### THE PROBLEM
Render every line of the items below as one numbered list, leaving out any blank lines.

[[ RECORD EXCERPTS open ]]

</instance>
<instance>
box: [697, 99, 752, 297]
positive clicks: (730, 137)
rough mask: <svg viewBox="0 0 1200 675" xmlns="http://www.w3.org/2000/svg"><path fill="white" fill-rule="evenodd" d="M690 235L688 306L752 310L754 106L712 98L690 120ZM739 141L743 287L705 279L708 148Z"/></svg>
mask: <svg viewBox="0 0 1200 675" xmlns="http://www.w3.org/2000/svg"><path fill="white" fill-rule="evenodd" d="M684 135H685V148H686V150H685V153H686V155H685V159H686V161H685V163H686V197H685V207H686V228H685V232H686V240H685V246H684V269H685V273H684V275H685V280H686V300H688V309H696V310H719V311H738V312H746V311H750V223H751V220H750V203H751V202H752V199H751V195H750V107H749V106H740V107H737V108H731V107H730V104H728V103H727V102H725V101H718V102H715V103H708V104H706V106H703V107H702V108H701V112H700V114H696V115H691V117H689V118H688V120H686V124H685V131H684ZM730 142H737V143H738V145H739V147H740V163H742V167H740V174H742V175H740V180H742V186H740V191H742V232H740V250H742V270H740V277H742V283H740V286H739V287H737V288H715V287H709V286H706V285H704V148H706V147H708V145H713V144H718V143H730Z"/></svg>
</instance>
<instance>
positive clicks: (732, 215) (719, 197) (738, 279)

[[ RECORD EXCERPTS closed ]]

### FINAL ANSWER
1. </instance>
2. <instance>
3. box: [697, 99, 752, 297]
4. positive clicks: (730, 137)
5. rough mask: <svg viewBox="0 0 1200 675" xmlns="http://www.w3.org/2000/svg"><path fill="white" fill-rule="evenodd" d="M690 235L688 306L752 310L754 106L712 98L690 120ZM739 141L743 287L705 279L708 148Z"/></svg>
6. mask: <svg viewBox="0 0 1200 675" xmlns="http://www.w3.org/2000/svg"><path fill="white" fill-rule="evenodd" d="M684 135H685V148H686V150H685V153H686V155H685V159H686V161H685V163H686V197H685V207H686V228H685V232H686V240H685V246H684V269H685V273H684V275H685V280H686V300H688V309H696V310H719V311H738V312H746V311H750V223H751V220H750V203H751V202H752V199H751V195H750V107H749V106H740V107H737V108H731V107H730V104H728V103H727V102H725V101H718V102H715V103H708V104H706V106H703V107H702V108H701V112H700V114H696V115H691V117H689V118H688V120H686V124H685V131H684ZM730 142H737V143H738V145H739V147H740V163H742V167H740V174H742V175H740V180H742V186H740V191H742V232H740V250H742V270H740V277H742V283H740V286H739V287H737V288H715V287H709V286H706V285H704V148H706V147H708V145H713V144H718V143H730Z"/></svg>
7. </instance>
8. <instance>
9. positive clicks: (732, 215) (719, 197) (738, 279)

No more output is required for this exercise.